• Directive:
Arrange the items below as a numbered list, omitting any blank lines.

++++

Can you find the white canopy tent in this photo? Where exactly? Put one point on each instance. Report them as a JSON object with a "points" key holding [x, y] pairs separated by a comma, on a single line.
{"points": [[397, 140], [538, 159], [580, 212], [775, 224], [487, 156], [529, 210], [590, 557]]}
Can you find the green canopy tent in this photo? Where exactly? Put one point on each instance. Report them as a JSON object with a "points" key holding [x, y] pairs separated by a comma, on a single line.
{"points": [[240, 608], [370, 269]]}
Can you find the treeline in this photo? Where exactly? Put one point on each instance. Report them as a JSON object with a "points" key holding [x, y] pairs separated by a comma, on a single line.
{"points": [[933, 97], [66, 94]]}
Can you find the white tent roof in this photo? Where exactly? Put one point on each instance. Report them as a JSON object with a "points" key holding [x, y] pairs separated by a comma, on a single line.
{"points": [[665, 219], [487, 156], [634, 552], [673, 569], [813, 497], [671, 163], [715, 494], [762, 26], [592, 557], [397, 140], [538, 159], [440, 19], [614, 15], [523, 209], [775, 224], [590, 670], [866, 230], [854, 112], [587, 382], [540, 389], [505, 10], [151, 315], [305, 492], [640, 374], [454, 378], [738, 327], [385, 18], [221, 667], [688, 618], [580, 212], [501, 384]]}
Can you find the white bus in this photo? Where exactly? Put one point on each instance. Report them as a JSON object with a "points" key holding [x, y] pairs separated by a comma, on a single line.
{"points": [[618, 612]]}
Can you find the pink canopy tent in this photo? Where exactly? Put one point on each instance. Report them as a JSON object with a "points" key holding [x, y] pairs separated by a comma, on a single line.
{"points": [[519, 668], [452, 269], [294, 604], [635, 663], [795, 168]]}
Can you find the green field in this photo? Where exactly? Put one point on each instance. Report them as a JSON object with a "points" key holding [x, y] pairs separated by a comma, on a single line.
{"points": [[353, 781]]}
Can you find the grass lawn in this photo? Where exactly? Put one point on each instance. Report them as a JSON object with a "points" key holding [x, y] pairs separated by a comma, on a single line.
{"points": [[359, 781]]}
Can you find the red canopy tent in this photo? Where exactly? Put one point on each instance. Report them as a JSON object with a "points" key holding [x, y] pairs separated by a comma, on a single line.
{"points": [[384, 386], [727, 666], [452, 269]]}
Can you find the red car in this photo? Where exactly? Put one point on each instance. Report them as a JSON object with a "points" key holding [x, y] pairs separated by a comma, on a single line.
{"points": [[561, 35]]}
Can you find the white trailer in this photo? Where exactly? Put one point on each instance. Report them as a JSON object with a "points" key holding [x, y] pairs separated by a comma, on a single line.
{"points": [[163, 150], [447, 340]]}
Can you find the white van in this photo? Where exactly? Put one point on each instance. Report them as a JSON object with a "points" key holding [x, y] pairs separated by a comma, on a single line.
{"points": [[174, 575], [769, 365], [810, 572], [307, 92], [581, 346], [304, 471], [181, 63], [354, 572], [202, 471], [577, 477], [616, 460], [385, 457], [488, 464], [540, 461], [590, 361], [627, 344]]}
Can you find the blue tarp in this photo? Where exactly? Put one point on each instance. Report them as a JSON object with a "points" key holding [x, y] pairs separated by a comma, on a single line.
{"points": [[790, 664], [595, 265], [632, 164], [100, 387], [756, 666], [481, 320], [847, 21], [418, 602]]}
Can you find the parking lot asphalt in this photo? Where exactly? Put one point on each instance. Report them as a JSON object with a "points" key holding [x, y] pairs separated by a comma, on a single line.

++++

• Answer for the task:
1. Can you find the white canopy tent in this photo? Where exactly? Put one point on each instance. Report them as a JSON object with a "points" key holding [x, y] pairs separated by a comma, on a single line.
2. {"points": [[397, 140], [538, 159], [580, 212], [775, 224], [487, 156], [529, 210], [590, 557]]}
3. Can you find the green canopy tent in this photo? Where exactly? Put one point on each instance. Report them as a JSON object with a "points" key holding [x, y] pairs separated by a comma, on a single line.
4. {"points": [[240, 608], [370, 269]]}
5. Can you find the treeline in this photo? Where exactly? Put one point on each instance. Report them as a JSON object with a "points" key holding [x, y] pairs separated by a comma, on a single line.
6. {"points": [[933, 97], [66, 94]]}
7. Can you find the white tent roof in this photo? Where exactly? Put one point on each instance. Report them as a JSON object with a "points" key holding [x, y] pairs separated by a comma, on a single line.
8. {"points": [[665, 219], [487, 156], [634, 552], [673, 569], [813, 497], [671, 163], [715, 494], [762, 26], [592, 557], [397, 140], [538, 159], [440, 19], [614, 15], [523, 209], [775, 224], [590, 670], [866, 230], [854, 112], [587, 382], [540, 389], [505, 10], [151, 315], [305, 492], [640, 374], [454, 378], [738, 327], [385, 18], [221, 667], [688, 618], [580, 212], [501, 384]]}
9. Can you find the white bus in this photo? Where exactly? Put one point on each instance. Report them as a JSON object with a "points" key holding [x, y] pairs separated by a comma, on a single line.
10. {"points": [[618, 612]]}
11. Can you find the pink canopy tent in this photo? Where exactly? Put one point on each instance. Report them as a JSON object with a "points" key holding [x, y] pairs separated by a comma, on a single line.
12. {"points": [[519, 668], [452, 269], [294, 604], [635, 663], [795, 168]]}
13. Can you find the green field in this photo? Where exactly? Put one point on each instance. Report them as a JSON object with a "points" key holding [x, y] pairs separated by a comma, on a single line.
14. {"points": [[353, 781]]}
15. Can you find the grass lawn in this photo? Where exactly? Put one point on each instance. Report them as a JSON object with a "points" key holding [x, y] pairs separated by a comma, on a single line.
16. {"points": [[359, 781]]}
17. Can you find the red canopy tent in this photo? Where exactly? Put one point on each instance. Report them as a JSON object with a "points" key holding [x, y] pairs separated by a comma, on a single line.
18. {"points": [[384, 386], [727, 666], [452, 269]]}
19. Can you find the red car in this photo? Where exactly? Put one point on each instance. Report them as a JSON object with a "points" key holding [x, y] pairs separated by a comma, on a single line.
20. {"points": [[561, 35]]}
21. Can you find the white trailer in this photo? Where exactly? Put one point on each instance. Report them as a JSON object with a "points" key holding [x, y] pairs separated by a comma, on a single line.
22. {"points": [[163, 150], [447, 340]]}
23. Can you find the white van in this photo? Where exactly? Put one point on each instance. Report them as a JSON object with a "points" key holding [x, y] pairs separated by a comma, on a single line.
24. {"points": [[174, 575], [769, 365], [810, 572], [307, 92], [581, 346], [304, 471], [181, 63], [354, 572], [202, 471], [577, 477], [616, 460], [385, 457], [488, 464], [540, 461], [590, 361], [627, 344]]}
25. Can you find the blue tarp in this photo? Where exactly? Put one point on each instance. Report them as a JSON object with a "points" key holding [x, y] pairs separated by a comma, on a single line.
26. {"points": [[790, 664], [595, 265], [632, 164], [100, 387], [756, 666], [481, 320], [847, 21], [418, 602]]}
27. Can you find the parking lot asphalt in this photo? Where exactly? Put one point on each instance. Report them as a JSON object with a "points" key holding [x, y] pairs separated by a comma, on a single line.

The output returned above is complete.